### [RECORDS SHOWN]

▶

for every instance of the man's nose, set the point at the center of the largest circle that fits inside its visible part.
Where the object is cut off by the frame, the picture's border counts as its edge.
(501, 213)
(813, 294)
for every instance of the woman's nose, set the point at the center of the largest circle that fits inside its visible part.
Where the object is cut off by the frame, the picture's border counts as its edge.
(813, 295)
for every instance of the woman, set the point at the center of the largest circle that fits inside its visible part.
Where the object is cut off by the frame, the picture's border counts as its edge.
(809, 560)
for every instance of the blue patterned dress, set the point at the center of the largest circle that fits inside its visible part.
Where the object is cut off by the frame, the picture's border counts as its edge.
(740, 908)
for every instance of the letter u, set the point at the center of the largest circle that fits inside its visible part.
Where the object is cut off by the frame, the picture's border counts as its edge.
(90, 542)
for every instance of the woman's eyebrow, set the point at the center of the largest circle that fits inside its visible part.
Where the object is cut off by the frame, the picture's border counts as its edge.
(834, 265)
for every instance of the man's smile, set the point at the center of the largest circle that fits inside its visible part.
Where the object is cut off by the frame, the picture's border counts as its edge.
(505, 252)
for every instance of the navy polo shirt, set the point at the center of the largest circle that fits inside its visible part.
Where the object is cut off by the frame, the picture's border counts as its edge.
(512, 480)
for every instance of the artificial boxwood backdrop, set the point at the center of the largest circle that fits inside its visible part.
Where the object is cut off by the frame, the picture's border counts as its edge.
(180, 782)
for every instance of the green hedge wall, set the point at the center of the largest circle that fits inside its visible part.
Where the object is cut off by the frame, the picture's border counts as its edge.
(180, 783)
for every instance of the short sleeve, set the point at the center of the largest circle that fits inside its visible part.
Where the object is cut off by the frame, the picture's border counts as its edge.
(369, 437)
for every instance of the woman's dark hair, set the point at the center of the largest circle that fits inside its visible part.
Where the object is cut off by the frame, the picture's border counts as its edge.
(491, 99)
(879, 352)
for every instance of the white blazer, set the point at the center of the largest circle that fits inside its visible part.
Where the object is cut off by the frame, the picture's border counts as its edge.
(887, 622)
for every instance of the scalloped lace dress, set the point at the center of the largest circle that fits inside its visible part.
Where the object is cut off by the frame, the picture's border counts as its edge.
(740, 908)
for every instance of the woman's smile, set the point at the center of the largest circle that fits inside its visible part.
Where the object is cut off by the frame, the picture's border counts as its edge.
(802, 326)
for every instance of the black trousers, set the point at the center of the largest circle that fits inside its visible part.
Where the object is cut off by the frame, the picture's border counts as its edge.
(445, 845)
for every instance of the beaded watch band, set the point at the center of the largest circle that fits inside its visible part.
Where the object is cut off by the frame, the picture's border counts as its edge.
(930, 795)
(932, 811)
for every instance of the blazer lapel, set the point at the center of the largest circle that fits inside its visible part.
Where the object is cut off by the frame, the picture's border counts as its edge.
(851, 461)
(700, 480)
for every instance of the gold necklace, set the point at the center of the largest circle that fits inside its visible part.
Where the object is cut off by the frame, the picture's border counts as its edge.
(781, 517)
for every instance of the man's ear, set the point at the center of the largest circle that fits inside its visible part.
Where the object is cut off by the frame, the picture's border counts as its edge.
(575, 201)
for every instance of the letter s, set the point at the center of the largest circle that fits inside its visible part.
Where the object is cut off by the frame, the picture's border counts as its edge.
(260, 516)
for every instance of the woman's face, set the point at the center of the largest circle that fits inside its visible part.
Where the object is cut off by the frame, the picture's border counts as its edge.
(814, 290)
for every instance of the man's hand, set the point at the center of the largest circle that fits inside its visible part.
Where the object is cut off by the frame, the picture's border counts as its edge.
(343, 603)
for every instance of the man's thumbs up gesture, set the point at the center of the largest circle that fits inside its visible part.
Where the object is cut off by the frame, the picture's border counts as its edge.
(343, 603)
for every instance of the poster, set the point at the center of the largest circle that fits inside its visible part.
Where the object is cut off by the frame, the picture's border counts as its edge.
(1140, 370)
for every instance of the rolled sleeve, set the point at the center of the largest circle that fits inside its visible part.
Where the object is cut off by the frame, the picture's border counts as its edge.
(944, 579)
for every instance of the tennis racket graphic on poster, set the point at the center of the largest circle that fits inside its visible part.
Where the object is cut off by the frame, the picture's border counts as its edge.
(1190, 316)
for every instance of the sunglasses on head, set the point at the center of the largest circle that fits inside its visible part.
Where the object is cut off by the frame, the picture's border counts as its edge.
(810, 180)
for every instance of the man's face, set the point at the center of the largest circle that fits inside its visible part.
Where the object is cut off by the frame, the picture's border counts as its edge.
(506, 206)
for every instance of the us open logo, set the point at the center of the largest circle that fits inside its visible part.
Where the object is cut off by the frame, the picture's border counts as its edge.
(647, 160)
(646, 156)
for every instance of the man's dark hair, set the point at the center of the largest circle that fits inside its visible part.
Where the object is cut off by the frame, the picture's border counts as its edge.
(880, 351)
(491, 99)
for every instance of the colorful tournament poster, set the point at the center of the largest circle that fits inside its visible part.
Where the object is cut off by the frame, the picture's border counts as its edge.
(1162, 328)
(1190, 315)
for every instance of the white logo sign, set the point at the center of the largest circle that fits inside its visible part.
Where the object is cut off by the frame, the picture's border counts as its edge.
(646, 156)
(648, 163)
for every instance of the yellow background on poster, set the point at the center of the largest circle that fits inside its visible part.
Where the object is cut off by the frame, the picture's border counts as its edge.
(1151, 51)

◀

### [OBJECTIVE]
Begin with the line containing "for every instance of the sunglasses" and repeat each line exactly until the records above end.

### [EXERCISE ANSWER]
for every instance of the sunglasses on head, set the point at the center of the largest circle that fits inside its visible part.
Where the object is cut off by the frame, the picture's border counts as its edge.
(810, 180)
for every instance of the man's face, set the point at the center of the largest circle that fits inside its visible part.
Where the object is cut off by the frame, the picture's border counts as its edge.
(506, 206)
for every instance of the us open logo, set the point at the center of the largest circle that fits inside its visible part.
Where the object is cut off by the frame, the picture's border counts as its edge.
(647, 160)
(646, 156)
for every instance of the man's dark hair, set the point at the center of the largest circle that fits inside its visible part.
Where the object is cut off by the frame, the picture's border counts as its edge.
(880, 351)
(491, 99)
for every instance of the colorful tournament poster, set the point at the center of the largest circle that fits inside its visible part.
Where the object is cut off by the frame, the picture's border counts as its edge.
(1162, 328)
(1190, 315)
for every instance of the white logo sign, set the point at the center of the largest circle that fits inside its visible part.
Where the object is cut off by the frame, the picture's border counts as its edge.
(646, 156)
(648, 163)
for every instance of the yellow background on poster, set the point at the center of the largest circle that fits inside its visible part.
Where the object is cut off by the frame, the picture's border counts as its edge.
(1151, 51)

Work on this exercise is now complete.